┌──

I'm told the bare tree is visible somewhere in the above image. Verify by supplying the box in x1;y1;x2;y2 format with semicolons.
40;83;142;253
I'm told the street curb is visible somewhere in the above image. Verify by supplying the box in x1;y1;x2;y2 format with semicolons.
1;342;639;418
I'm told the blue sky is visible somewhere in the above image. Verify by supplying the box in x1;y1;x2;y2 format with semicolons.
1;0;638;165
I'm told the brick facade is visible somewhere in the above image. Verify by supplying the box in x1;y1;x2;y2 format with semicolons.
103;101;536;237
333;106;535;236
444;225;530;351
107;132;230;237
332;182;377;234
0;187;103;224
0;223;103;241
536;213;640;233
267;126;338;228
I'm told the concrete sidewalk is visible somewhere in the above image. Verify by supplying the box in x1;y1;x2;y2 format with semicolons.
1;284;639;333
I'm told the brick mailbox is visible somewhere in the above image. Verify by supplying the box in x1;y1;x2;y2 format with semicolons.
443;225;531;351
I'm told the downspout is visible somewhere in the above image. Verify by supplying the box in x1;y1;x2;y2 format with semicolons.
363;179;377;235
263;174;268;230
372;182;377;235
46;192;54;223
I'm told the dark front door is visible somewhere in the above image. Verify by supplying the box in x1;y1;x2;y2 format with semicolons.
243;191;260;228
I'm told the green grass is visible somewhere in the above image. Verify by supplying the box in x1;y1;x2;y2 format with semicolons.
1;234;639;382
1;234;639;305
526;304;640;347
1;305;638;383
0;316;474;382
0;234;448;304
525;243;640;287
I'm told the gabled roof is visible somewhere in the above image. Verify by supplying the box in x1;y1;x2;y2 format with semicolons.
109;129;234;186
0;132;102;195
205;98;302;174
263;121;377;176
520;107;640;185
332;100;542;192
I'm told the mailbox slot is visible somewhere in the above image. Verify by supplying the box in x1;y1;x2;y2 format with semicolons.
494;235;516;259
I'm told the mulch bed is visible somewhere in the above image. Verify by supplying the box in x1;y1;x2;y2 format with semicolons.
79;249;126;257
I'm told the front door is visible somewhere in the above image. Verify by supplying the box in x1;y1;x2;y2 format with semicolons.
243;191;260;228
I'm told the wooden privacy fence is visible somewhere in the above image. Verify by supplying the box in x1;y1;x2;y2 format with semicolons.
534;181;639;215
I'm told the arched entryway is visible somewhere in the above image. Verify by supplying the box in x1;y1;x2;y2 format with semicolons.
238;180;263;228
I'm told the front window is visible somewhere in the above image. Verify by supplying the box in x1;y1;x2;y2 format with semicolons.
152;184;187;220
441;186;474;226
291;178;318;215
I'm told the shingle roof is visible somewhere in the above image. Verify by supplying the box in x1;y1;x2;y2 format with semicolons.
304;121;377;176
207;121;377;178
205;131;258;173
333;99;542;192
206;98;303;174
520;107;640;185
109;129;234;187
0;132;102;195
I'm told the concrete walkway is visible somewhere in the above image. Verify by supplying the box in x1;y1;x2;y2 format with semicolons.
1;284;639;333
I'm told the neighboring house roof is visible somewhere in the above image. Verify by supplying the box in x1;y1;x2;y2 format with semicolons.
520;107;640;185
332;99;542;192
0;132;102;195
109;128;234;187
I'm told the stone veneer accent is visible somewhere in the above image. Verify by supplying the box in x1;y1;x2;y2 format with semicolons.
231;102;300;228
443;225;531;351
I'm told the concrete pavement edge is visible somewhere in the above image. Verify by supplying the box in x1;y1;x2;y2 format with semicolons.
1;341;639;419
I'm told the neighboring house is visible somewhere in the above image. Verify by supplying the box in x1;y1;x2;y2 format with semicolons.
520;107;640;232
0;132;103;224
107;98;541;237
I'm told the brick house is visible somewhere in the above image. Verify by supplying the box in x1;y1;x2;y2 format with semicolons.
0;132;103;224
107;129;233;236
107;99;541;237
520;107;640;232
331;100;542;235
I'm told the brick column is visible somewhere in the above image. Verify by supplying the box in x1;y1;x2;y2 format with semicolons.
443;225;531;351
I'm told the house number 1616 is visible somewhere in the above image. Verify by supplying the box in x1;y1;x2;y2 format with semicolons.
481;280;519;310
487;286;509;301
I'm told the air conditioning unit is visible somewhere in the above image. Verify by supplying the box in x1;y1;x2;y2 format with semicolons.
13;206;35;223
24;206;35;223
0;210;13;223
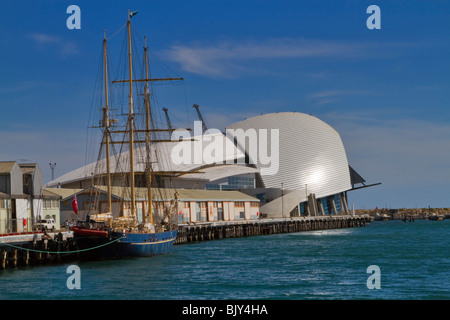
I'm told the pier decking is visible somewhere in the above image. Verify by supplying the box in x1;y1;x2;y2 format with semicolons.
175;215;370;245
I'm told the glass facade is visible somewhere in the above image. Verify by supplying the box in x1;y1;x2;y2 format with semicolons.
206;176;255;190
300;202;307;216
320;194;342;215
299;193;342;216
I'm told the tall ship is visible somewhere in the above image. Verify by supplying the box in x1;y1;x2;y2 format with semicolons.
71;10;184;259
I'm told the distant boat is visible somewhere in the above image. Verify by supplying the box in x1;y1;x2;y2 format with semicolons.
374;213;390;221
71;10;184;259
428;214;444;221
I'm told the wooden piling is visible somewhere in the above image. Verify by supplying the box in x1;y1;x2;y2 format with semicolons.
1;250;6;270
174;215;369;245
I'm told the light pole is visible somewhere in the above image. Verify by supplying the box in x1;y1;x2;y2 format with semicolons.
49;163;56;181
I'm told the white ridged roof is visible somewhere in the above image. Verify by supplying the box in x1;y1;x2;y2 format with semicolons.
226;112;352;199
45;132;255;187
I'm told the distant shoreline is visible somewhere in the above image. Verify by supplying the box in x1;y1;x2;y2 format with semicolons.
355;208;450;220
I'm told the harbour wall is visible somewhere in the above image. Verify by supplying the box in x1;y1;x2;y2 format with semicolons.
175;215;370;245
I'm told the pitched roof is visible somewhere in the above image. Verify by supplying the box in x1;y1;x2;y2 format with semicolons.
0;161;17;174
43;187;83;200
55;185;259;202
19;163;38;174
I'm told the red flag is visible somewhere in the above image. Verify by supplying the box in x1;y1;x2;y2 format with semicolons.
72;194;78;215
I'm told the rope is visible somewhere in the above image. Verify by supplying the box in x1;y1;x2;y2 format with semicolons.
0;237;124;254
106;22;127;41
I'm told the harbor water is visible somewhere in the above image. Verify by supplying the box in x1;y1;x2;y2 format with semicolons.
0;219;449;300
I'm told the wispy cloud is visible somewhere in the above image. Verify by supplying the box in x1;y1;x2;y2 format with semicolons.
30;33;60;44
29;32;79;56
308;89;374;107
164;38;422;78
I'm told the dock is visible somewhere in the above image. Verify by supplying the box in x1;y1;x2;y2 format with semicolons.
0;215;370;269
175;215;370;245
0;231;77;269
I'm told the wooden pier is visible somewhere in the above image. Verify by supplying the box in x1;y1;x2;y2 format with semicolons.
1;215;370;269
0;231;78;270
175;215;370;245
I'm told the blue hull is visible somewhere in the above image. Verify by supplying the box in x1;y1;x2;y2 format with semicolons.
74;229;177;260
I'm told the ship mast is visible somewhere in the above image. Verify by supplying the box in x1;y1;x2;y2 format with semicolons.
143;36;153;225
102;30;112;215
109;10;194;227
127;10;136;220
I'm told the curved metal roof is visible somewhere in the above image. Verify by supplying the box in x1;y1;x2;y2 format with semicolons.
226;112;352;199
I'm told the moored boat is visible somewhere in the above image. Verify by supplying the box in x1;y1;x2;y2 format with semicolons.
72;10;183;259
374;212;390;221
428;214;444;221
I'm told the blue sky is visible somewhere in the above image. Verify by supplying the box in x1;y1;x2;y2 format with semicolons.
1;0;450;209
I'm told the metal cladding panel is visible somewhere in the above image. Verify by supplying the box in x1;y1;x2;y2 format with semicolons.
46;132;247;187
226;112;352;199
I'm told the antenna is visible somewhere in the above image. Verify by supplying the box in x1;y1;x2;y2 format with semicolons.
192;104;208;133
49;163;56;181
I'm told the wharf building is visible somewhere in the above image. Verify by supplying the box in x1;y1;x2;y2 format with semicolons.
45;112;377;224
0;161;61;234
50;186;260;225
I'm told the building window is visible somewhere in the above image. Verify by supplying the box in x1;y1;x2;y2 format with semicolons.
207;176;255;190
196;202;203;222
334;194;341;214
51;200;59;209
300;202;308;216
0;199;4;209
235;202;244;207
217;202;224;220
227;176;255;189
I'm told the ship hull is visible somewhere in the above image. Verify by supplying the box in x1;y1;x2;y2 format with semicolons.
109;230;178;257
74;229;178;260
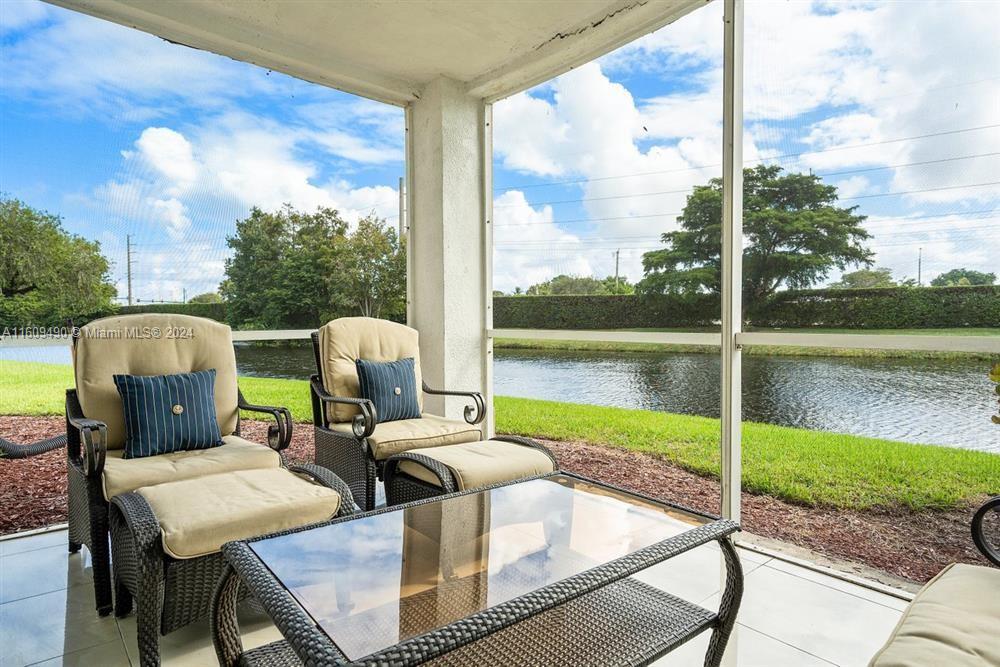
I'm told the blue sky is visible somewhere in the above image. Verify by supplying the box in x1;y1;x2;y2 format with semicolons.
2;0;997;299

└──

The task:
Output a verbatim copy of the lines from the line containing "I'm told the building" through the end of the data, both included, without any images.

Answer area:
I'm told the building window is visible somewhere in the above image. Verify by supplying the box in x1;y1;x2;y2 format with semicolons.
207;176;255;190
196;202;203;222
334;194;341;214
51;200;59;209
300;202;308;216
0;199;4;209
235;202;244;207
217;202;224;220
227;176;255;189
I'm told the ship hull is visible somewhere in the above image. Verify by supplying the box in x1;y1;x2;y2 format with semicolons.
109;230;178;257
74;229;178;260
I'm told the blue sky is visible somewhere in the above image. Verify by supplying the box in x1;y1;x2;y2 format with semicolons.
2;0;997;299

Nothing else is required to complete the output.